__TO DO__:
Reproduce the entries below word for word, from their first line through the line containing "126 132 L 132", including both of those lines.

::: STORED ROWS :::

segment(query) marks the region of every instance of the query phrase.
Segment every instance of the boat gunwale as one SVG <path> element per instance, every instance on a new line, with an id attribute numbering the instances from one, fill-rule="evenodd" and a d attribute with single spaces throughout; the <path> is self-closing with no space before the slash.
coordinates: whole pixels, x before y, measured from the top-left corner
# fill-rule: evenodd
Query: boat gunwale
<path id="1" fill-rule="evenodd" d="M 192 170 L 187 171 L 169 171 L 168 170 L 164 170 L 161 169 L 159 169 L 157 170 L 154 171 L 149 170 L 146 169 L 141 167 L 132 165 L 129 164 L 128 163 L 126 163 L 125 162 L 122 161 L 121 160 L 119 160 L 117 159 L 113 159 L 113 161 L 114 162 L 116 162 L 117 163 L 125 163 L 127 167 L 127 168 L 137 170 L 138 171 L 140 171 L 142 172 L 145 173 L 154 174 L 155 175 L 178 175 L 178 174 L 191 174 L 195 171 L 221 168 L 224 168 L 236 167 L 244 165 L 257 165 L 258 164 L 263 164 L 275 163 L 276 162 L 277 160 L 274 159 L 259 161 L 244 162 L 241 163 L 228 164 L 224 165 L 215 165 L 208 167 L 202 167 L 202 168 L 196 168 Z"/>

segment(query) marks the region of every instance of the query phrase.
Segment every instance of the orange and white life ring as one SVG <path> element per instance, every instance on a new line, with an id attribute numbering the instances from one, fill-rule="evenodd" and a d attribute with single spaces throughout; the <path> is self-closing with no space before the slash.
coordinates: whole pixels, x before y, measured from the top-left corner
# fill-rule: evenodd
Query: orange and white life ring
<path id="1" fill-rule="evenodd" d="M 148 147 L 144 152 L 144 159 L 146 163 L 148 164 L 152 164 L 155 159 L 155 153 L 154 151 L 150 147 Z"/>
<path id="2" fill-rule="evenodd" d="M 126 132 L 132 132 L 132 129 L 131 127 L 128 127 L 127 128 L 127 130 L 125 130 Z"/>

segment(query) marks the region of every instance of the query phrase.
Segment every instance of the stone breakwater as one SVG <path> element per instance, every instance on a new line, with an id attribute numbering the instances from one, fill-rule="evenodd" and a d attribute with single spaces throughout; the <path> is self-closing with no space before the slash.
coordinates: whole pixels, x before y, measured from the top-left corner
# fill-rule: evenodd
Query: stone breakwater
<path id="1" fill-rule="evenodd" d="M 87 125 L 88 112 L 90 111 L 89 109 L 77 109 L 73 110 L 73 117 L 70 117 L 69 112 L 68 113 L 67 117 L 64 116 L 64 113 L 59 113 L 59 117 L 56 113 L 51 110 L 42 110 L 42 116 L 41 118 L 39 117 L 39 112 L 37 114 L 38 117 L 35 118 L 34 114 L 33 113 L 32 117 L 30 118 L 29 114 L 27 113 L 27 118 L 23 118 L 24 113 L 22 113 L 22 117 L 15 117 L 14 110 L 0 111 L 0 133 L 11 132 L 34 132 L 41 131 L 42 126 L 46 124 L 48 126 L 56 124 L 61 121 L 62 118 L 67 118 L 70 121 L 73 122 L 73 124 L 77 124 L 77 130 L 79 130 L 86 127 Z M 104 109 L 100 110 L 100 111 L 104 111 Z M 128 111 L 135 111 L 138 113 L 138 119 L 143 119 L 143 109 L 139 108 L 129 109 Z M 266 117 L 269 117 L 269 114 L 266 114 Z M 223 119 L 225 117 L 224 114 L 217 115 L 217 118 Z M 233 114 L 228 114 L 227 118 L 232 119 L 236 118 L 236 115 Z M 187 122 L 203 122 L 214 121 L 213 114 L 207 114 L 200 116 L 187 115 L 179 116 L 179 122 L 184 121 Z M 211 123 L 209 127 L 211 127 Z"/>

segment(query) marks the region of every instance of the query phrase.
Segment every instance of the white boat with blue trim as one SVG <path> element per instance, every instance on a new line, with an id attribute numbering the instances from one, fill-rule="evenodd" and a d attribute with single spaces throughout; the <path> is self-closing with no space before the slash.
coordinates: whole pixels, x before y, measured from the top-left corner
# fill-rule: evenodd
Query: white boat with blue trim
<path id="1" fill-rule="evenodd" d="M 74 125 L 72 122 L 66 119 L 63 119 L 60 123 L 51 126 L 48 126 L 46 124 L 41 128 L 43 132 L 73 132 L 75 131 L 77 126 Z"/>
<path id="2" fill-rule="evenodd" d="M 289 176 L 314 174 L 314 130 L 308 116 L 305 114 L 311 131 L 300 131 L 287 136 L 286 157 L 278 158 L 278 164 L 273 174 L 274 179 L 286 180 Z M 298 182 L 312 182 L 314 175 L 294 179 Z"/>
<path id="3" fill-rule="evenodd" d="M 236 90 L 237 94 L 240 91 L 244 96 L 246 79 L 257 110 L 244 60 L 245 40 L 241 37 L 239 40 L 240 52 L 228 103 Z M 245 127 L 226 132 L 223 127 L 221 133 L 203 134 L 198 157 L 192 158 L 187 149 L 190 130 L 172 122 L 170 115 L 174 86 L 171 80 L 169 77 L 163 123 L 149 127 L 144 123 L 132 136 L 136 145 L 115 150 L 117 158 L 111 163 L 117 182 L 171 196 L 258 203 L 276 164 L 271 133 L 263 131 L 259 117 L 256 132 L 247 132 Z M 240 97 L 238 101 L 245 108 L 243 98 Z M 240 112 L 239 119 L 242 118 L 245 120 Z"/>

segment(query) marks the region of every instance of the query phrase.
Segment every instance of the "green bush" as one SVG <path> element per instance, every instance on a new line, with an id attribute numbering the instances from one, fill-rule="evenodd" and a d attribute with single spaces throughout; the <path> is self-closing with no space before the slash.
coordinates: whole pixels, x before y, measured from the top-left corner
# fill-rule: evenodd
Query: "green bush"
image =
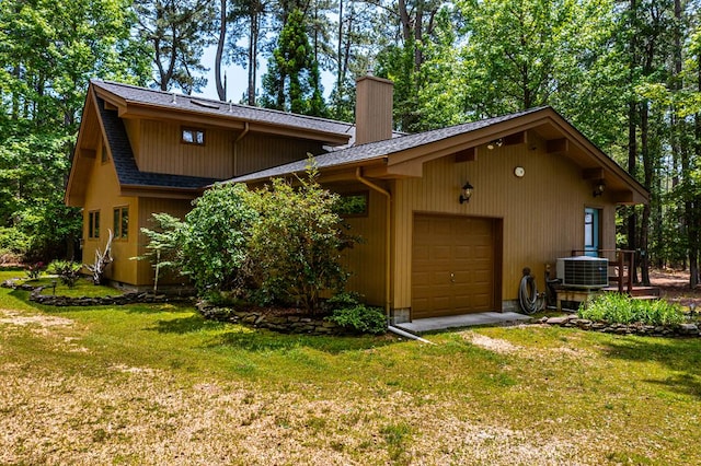
<path id="1" fill-rule="evenodd" d="M 57 275 L 61 283 L 68 288 L 73 288 L 80 278 L 81 269 L 82 265 L 79 263 L 71 263 L 70 260 L 54 260 L 48 265 L 46 271 Z"/>
<path id="2" fill-rule="evenodd" d="M 329 321 L 363 334 L 380 335 L 387 331 L 387 318 L 379 307 L 356 304 L 352 307 L 333 310 Z"/>
<path id="3" fill-rule="evenodd" d="M 26 252 L 30 238 L 15 228 L 0 226 L 0 251 L 4 254 L 22 255 Z"/>
<path id="4" fill-rule="evenodd" d="M 579 310 L 578 315 L 611 324 L 678 325 L 683 322 L 678 304 L 664 300 L 633 300 L 618 293 L 595 298 Z"/>
<path id="5" fill-rule="evenodd" d="M 299 186 L 273 179 L 251 197 L 258 212 L 250 242 L 257 296 L 309 313 L 319 310 L 324 290 L 342 290 L 348 277 L 341 265 L 348 238 L 333 211 L 337 196 L 322 189 L 315 176 L 310 166 Z"/>
<path id="6" fill-rule="evenodd" d="M 245 185 L 217 185 L 185 217 L 181 266 L 200 294 L 246 287 L 249 238 L 257 218 L 248 199 Z"/>
<path id="7" fill-rule="evenodd" d="M 30 280 L 38 280 L 44 271 L 44 263 L 34 263 L 27 266 L 25 272 Z"/>

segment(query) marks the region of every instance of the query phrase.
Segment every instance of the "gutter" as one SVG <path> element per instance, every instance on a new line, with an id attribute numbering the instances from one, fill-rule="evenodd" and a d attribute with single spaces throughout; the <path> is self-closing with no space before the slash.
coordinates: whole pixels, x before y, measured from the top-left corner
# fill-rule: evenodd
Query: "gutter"
<path id="1" fill-rule="evenodd" d="M 355 170 L 355 178 L 358 182 L 366 185 L 367 187 L 369 187 L 370 189 L 374 189 L 377 193 L 380 193 L 387 199 L 387 214 L 386 214 L 387 219 L 386 219 L 386 232 L 384 232 L 384 317 L 387 318 L 388 328 L 391 329 L 393 327 L 390 327 L 389 322 L 390 322 L 390 301 L 391 301 L 391 289 L 390 289 L 390 280 L 391 280 L 390 265 L 391 264 L 390 261 L 392 259 L 391 251 L 390 251 L 390 246 L 392 245 L 392 232 L 391 232 L 392 195 L 387 189 L 376 185 L 375 183 L 370 182 L 367 178 L 364 178 L 363 171 L 359 166 Z"/>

:::

__PROBLEM SOLUTION__:
segment(query) marks the region of every instance of the query phrase.
Segment every instance of the boat gunwale as one SVG <path> element per instance, every instance on a new line, with an id attribute numbering the instances from one, fill-rule="evenodd" and a d attribute with single spaces throughout; the <path> is self-closing with no space before the slash.
coordinates: whole pixels, x before y, measured from the top-left corner
# fill-rule: evenodd
Query: boat gunwale
<path id="1" fill-rule="evenodd" d="M 192 170 L 187 171 L 169 171 L 168 170 L 164 170 L 161 169 L 159 169 L 157 170 L 154 171 L 149 170 L 146 169 L 141 167 L 132 165 L 129 164 L 128 163 L 126 163 L 125 162 L 122 161 L 121 160 L 119 160 L 117 159 L 113 159 L 113 161 L 114 162 L 116 162 L 117 163 L 125 163 L 127 167 L 127 168 L 137 170 L 138 171 L 140 171 L 142 172 L 145 173 L 154 174 L 155 175 L 178 175 L 178 174 L 191 174 L 195 171 L 221 168 L 224 168 L 236 167 L 244 165 L 257 165 L 258 164 L 263 164 L 275 163 L 276 162 L 277 160 L 274 159 L 259 161 L 244 162 L 241 163 L 228 164 L 224 165 L 215 165 L 208 167 L 202 167 L 202 168 L 196 168 Z"/>

segment(query) marks the region of every instance of the query phrase.
Segment every instance of the orange and white life ring as one SVG <path> element per instance, every instance on a new line, with an id attribute numbering the instances from one, fill-rule="evenodd" and a d attribute with single spaces throughout; the <path> is self-closing with no space before the slash.
coordinates: whole pixels, x before y, measured from the top-left corner
# fill-rule: evenodd
Query: orange and white life ring
<path id="1" fill-rule="evenodd" d="M 148 147 L 144 152 L 144 159 L 146 163 L 148 164 L 152 164 L 155 159 L 155 153 L 154 151 L 150 147 Z"/>
<path id="2" fill-rule="evenodd" d="M 126 132 L 132 132 L 132 129 L 131 127 L 128 127 L 127 128 L 127 130 L 125 130 Z"/>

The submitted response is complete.